• TO DO: Print the data exactly as written, but leave out each picture.

• ENTRIES SHOWN:
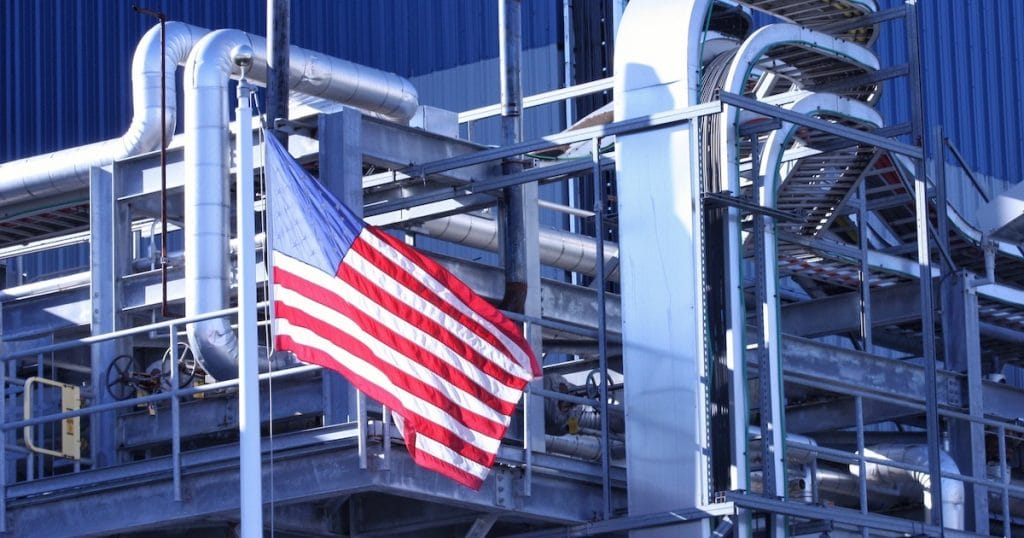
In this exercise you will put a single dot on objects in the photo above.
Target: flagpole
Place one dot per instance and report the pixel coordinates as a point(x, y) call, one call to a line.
point(250, 469)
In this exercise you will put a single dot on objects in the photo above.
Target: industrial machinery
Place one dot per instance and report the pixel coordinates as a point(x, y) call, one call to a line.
point(775, 325)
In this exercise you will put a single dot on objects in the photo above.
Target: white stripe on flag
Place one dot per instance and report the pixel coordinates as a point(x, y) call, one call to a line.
point(387, 354)
point(519, 368)
point(412, 403)
point(425, 340)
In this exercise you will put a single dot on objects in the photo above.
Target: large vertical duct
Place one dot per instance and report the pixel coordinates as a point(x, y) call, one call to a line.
point(68, 170)
point(657, 69)
point(822, 50)
point(206, 194)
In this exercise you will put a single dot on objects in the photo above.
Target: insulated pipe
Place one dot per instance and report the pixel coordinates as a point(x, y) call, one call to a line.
point(583, 447)
point(558, 249)
point(207, 199)
point(918, 482)
point(68, 170)
point(657, 69)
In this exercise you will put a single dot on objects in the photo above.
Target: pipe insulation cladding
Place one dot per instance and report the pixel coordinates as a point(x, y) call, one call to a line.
point(68, 170)
point(207, 188)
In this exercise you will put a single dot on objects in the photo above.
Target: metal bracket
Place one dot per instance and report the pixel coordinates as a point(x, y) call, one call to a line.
point(302, 128)
point(724, 200)
point(508, 488)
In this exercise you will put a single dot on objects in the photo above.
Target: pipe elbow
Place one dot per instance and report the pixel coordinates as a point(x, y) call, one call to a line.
point(216, 346)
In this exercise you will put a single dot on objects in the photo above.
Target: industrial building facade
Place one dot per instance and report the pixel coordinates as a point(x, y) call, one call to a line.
point(771, 253)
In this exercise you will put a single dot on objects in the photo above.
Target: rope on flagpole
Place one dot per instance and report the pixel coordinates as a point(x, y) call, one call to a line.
point(267, 291)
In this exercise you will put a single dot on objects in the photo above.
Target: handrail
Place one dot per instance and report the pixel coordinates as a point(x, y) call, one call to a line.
point(88, 340)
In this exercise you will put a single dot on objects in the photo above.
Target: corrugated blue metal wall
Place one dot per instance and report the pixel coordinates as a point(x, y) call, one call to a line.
point(66, 66)
point(66, 63)
point(973, 68)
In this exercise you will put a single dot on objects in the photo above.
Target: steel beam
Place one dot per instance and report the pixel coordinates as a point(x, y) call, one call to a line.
point(309, 467)
point(212, 414)
point(821, 125)
point(841, 314)
point(388, 145)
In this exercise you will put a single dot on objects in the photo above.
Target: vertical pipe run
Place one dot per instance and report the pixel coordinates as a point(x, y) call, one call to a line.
point(773, 458)
point(3, 448)
point(602, 345)
point(163, 153)
point(862, 476)
point(865, 271)
point(175, 414)
point(278, 28)
point(360, 427)
point(924, 261)
point(251, 494)
point(510, 30)
point(1005, 474)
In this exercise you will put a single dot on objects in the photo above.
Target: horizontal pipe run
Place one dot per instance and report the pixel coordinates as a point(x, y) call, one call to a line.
point(180, 392)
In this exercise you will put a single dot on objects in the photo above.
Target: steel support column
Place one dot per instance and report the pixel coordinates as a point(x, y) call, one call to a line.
point(963, 353)
point(341, 171)
point(109, 254)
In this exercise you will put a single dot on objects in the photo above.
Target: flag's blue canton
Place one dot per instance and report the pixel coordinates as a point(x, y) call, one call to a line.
point(309, 222)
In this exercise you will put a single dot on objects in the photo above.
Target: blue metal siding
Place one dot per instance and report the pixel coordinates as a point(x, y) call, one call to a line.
point(973, 68)
point(66, 63)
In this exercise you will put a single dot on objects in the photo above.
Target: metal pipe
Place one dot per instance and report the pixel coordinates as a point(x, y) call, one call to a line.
point(68, 170)
point(206, 191)
point(558, 248)
point(918, 482)
point(278, 30)
point(584, 447)
point(510, 39)
point(250, 469)
point(163, 152)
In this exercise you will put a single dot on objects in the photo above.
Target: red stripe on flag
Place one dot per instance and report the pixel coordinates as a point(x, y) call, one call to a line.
point(399, 377)
point(421, 424)
point(401, 343)
point(438, 331)
point(458, 288)
point(428, 460)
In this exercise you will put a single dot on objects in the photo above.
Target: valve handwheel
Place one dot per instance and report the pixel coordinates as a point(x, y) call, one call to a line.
point(120, 377)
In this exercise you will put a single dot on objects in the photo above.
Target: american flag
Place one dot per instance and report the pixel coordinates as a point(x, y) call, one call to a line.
point(398, 326)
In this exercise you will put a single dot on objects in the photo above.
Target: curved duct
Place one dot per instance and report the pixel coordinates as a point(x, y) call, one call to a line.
point(804, 58)
point(68, 170)
point(207, 198)
point(916, 482)
point(559, 249)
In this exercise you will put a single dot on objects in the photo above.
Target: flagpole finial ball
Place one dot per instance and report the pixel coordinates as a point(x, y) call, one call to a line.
point(243, 55)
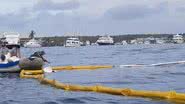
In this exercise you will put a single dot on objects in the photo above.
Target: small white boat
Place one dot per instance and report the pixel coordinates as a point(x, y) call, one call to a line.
point(105, 40)
point(178, 39)
point(32, 44)
point(73, 42)
point(10, 53)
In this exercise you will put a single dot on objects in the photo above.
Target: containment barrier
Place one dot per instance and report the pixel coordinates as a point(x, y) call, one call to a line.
point(81, 67)
point(38, 74)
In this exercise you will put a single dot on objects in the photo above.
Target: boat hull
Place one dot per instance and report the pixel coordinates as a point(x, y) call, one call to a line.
point(9, 67)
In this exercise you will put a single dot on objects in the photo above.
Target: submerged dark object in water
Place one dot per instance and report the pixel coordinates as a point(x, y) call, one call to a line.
point(33, 64)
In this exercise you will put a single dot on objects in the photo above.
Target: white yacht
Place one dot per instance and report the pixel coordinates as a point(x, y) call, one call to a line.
point(178, 39)
point(32, 44)
point(73, 42)
point(105, 40)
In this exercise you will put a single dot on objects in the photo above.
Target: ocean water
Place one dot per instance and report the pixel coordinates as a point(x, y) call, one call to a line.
point(14, 90)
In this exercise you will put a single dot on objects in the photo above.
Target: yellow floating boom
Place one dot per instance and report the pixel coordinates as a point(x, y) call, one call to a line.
point(171, 95)
point(81, 67)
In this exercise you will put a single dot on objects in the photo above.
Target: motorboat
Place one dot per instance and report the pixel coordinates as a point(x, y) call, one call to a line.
point(178, 39)
point(10, 52)
point(73, 42)
point(105, 40)
point(32, 44)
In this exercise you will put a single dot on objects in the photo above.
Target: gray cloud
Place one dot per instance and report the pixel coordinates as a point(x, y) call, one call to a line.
point(44, 5)
point(134, 11)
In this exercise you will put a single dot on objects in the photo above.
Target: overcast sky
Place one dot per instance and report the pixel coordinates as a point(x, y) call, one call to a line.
point(92, 17)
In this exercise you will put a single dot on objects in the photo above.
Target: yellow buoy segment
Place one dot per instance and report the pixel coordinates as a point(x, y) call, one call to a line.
point(81, 67)
point(38, 74)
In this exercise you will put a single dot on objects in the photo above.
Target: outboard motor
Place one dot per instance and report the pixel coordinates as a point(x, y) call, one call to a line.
point(34, 62)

• SOLUTION FOR THIS TASK:
In this exercise you will put a single dot on objects in the photo above.
Target: flagpole
Place one dot per instance and report the pixel coordinates as a point(x, y) call, one call to a line.
point(250, 469)
In this exercise you will put a single dot on objects in the photo above.
Target: industrial machinery
Place one dot per instance and report the pixel coordinates as a point(x, y) call, one call to a line.
point(775, 325)
In this exercise you will put a single dot on objects in the photo above.
Target: white stripe on flag
Place one dot per instance and report the pixel coordinates as a point(x, y) call, one call to a line.
point(387, 354)
point(519, 368)
point(412, 403)
point(425, 340)
In this exercise you will put a single dot on objects in the photo above.
Target: large vertical duct
Place one dot per instance and report the pixel coordinates as a point(x, y) call, one call to a line.
point(68, 170)
point(657, 69)
point(822, 50)
point(206, 194)
In this exercise you will put a single dot on objects in the photo above.
Target: insulated pipe
Place one dot per instance and report the pixel coordinates as a point(x, y) call, one call to a line.
point(583, 447)
point(558, 249)
point(207, 199)
point(918, 482)
point(68, 170)
point(657, 69)
In this exercise you will put a single dot on objects in the photo above.
Target: pipe insulation cladding
Place one dot per instance and report the pixel coordinates as a point(x, y) call, one call to a line.
point(68, 170)
point(207, 188)
In this exercise you will put a single dot on objects in the photo above.
Target: metal bracket
Place one dot per instance and report the pixel coordinates as a point(x, y) call, one call to a line.
point(302, 128)
point(724, 200)
point(508, 488)
In this exercise you will put a single dot on objects in the photo above.
Target: pipe elbow
Place one dot per instance and report the pixel coordinates as a point(x, y) call, one call to a line.
point(216, 346)
In this exercise you will put a single dot on objects in the photo above.
Target: industrial building facade
Place one dot per instance and report the pixel coordinates as a point(x, y) call, one call to a line.
point(771, 253)
In this exercise you will put a single dot on objects in the photo above.
Target: rope on flagpole
Place one dot per instance and report the pixel coordinates as a point(x, y) call, one call to a line.
point(267, 291)
In this exercise you will put a single dot on objects in the photo above.
Target: handrail
Place one dot per instance and report the pixel coordinates as a point(x, y) call, one call to a line.
point(88, 340)
In this exercise you will put a single dot on objects in the photo above.
Target: corrugated blue metal wall
Place one dot per instance and report the pixel coordinates as a point(x, y) call, one call to a line.
point(66, 66)
point(66, 63)
point(973, 68)
In this exercise you will put a single dot on objects in the photo above.
Target: steel beam
Place one dot per instance and report the pixel coordinates as a point(x, y) call, one call to a line.
point(309, 467)
point(212, 414)
point(821, 125)
point(841, 314)
point(388, 145)
In this exercise you will put a single dot on objects in the photo above.
Target: vertical pipe run
Place one dot per instance and report the pixel coordinates as a point(x, y) call, one call to a line.
point(773, 458)
point(3, 448)
point(602, 345)
point(163, 153)
point(862, 476)
point(865, 271)
point(175, 414)
point(278, 28)
point(360, 427)
point(924, 261)
point(251, 494)
point(510, 30)
point(1005, 474)
In this exercise you will put a single dot on objects in the photo above.
Target: horizontal pipe run
Place one dot per instance and report the pixel coordinates as a point(x, y) call, one call to a line.
point(180, 392)
In this exercise you will put a single dot on objects in the photo above.
Target: steel support column
Place one dot per instance and report the pixel coordinates as a point(x, y) call, one call to a line.
point(963, 353)
point(341, 171)
point(109, 254)
In this exercise you will put a single dot on objects in the photo above.
Target: flag's blue canton
Place one dot per instance and report the pixel coordinates as a point(x, y) call, one call to a line.
point(309, 222)
In this exercise you will put a single dot on objects in the photo above.
Target: blue metal siding
Place one dot per instance and report the pixel coordinates as a point(x, y) call, one call to a line.
point(973, 68)
point(66, 63)
In this exercise you will put a single dot on objects in the photo above.
Target: metal pipe
Place one dot per instance and report the pixel coordinates as a point(x, y) call, one call to a line.
point(68, 170)
point(206, 191)
point(558, 248)
point(918, 482)
point(278, 30)
point(584, 447)
point(510, 39)
point(250, 469)
point(163, 152)
In this exercise you will put a single dot on objects in the photo above.
Target: red stripe on flag
Place one dot per instance and report the pixel coordinates as a point(x, y) call, one call to a line.
point(399, 377)
point(421, 424)
point(401, 343)
point(438, 331)
point(458, 288)
point(428, 460)
In this exercise you will put a single dot on objects in the photo above.
Target: valve handwheel
Place one dot per instance and report the pixel coordinates as a point(x, y) call, one call to a line.
point(120, 377)
In this exercise you will put a single dot on objects in the photo above.
Target: american flag
Place one dot per instance and report the pixel coordinates as a point(x, y) call, one call to a line.
point(398, 326)
In this exercise you will put a single dot on objects in the photo above.
Target: curved duct
Place one dot per instance and report the pixel coordinates as a point(x, y) call, one call to a line.
point(804, 58)
point(68, 170)
point(207, 198)
point(916, 482)
point(559, 249)
In this exercise you will put a single dot on objects in the photo above.
Target: flagpole finial ball
Place one dot per instance and report the pixel coordinates as a point(x, y) call, one call to a line.
point(243, 55)
In this exercise you will put a single dot on objects in the photo above.
Target: small white boat
Place one dot per instance and report the pixel coordinates as a point(x, y) call, one call to a line.
point(105, 40)
point(178, 39)
point(32, 44)
point(73, 42)
point(10, 53)
In this exercise you will put a single dot on objects in the photo above.
Target: containment barrier
Place one dot per instance and report the pixel coordinates as a point(x, y) call, one call to a line.
point(81, 67)
point(38, 74)
In this exercise you will put a single dot on objects in the photo above.
Target: boat hull
Place one dot per instance and report the pixel coordinates as a point(x, y) call, one call to a line.
point(9, 67)
In this exercise you will put a single dot on objects in the photo above.
Target: submerged dark object in water
Place one dot per instance and report the pixel coordinates as a point(x, y) call, one call to a line.
point(33, 64)
In this exercise you will put a single dot on objects in the photo above.
Target: white yacht
Place one dot per instance and report the pixel coordinates as a point(x, y) call, one call to a line.
point(178, 39)
point(32, 44)
point(73, 42)
point(105, 40)
In this exercise you will put a single dot on objects in the photo above.
Target: ocean water
Place one dot per instance and report the pixel coordinates as a point(x, y) call, one call to a line.
point(14, 90)
In this exercise you will put a single dot on objects in the photo above.
Target: yellow floating boom
Place one dot per instance and report the pixel coordinates as a point(x, y) call, one call to a line.
point(171, 95)
point(81, 67)
In this exercise you will put a single dot on objects in the photo above.
Target: motorboat
Place one dot per instance and report the pixel coordinates as a point(x, y) call, one call to a line.
point(178, 39)
point(10, 52)
point(73, 42)
point(105, 40)
point(32, 44)
In this exercise you will put a single dot on objects in the photo above.
Target: gray cloud
Place one dot per instance and report the pixel coordinates as a point(x, y) call, one call to a line.
point(44, 5)
point(134, 11)
In this exercise you will put a single dot on objects in the photo above.
Target: overcast sky
Place one dot per instance and report the pixel coordinates as a point(x, y) call, one call to a line.
point(92, 17)
In this exercise you will put a single dot on objects in the photo above.
Target: yellow buoy segment
Place one dot per instance and report the pixel coordinates as a point(x, y) call, one call to a line.
point(81, 67)
point(38, 74)
In this exercise you will put a single dot on objects in the photo above.
Target: outboard motor
Place one dot per instance and report the pixel coordinates as a point(x, y) call, one call to a line.
point(34, 62)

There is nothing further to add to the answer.